**GEZEIGTER AUSZUG:**
▼▼▼

Dass es nur besser werden könnte, ist natürlich Unsinn, schlechter geht theoretisch immer, auch wenn das ÖFB-Team zuletzt in der Qualifikation für die WM in Katar als Gruppenvierter – und danach im Playoff gegen Wales – fast blamabel gescheitert ist. So gibt der ÖFB und gibt auch Rangnick klar das Ziel aus: Qualifikation nicht nur für die EM 2024, just in Rangnicks Heimat Deutschland, sondern natürlich auch für die WM 2026. Der Schwabe erhielt vorerst eine Zweijahresvertrag, der sich im Fall der EM-Qualifikation um zwei weitere Jahre verlängert.

▲▲▲

**EXTRAHIERTE DATEN:**
▼▼▼

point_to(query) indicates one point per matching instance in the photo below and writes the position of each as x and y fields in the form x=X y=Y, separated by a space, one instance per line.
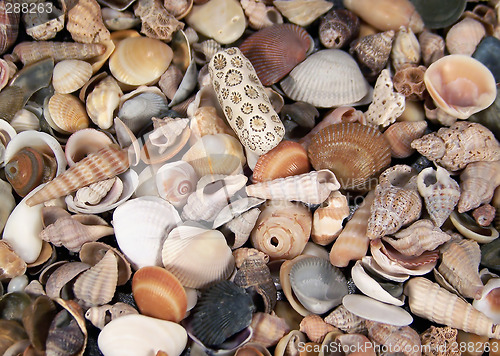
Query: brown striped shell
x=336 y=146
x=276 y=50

▲▲▲
▼▼▼

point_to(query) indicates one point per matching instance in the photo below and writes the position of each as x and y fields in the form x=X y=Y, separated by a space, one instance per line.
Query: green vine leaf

▲▲▲
▼▼▼

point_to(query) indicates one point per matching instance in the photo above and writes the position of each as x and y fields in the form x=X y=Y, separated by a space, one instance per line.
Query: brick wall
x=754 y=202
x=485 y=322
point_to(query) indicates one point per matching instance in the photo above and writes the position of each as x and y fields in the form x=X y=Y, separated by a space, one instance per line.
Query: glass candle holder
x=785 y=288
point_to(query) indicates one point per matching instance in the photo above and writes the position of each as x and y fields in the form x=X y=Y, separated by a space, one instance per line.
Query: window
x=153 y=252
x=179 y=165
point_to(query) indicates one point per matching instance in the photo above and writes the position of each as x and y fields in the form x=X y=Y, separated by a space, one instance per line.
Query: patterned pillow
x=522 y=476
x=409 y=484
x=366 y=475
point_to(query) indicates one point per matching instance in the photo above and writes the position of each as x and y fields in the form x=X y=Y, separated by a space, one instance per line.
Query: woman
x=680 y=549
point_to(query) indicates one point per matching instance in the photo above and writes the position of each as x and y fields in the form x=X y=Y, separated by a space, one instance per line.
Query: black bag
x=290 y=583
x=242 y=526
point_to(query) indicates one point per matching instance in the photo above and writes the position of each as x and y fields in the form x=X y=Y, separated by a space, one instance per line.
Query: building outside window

▲▲▲

**ZIEL:**
Beantworte anhand des gezeigten Auszugs über das ÖFB-Team die folgenden Fragen:
1. Auf welchem Gruppenplatz landete das ÖFB-Team in der Qualifikation für die WM in Katar?
2. In welchem Land findet die EM 2024 statt?
3. Für wie lange erhielt der Schwabe vorerst seinen Vertrag?

**GELÖSTE AUFGABE:**
1. Das ÖFB-Team wurde Gruppenvierter.
2. Die EM 2024 findet in Deutschland statt.
3. Er erhielt vorerst einen Zweijahresvertrag.